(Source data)
——————————

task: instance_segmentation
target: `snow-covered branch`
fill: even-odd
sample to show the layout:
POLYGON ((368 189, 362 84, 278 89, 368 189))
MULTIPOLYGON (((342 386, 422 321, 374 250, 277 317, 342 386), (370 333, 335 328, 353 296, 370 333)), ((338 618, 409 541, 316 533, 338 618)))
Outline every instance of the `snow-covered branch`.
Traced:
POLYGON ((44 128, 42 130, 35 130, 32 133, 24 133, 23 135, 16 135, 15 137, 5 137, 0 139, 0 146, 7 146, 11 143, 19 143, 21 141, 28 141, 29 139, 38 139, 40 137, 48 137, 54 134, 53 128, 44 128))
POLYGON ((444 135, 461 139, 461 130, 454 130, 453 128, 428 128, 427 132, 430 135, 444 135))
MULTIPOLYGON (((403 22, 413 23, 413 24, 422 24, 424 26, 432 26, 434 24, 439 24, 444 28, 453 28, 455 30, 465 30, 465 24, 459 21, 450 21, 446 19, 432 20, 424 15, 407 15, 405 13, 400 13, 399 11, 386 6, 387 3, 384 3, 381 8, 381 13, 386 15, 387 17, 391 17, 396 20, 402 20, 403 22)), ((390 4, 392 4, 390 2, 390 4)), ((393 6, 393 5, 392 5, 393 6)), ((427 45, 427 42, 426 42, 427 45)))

——————————

Description of the task: Each line from the first line of the entries up to and including the line containing "Outline every instance" should be transcribed exactly, with all other lines left out.

Task output:
task: instance_segmentation
target: `snow-covered branch`
fill: even-odd
sample to show the layout:
POLYGON ((368 189, 362 84, 278 89, 368 189))
MULTIPOLYGON (((342 386, 422 321, 374 250, 277 317, 342 386), (370 333, 335 328, 353 296, 370 333)), ((338 618, 409 541, 316 533, 338 618)))
Outline every instance of the `snow-covered branch`.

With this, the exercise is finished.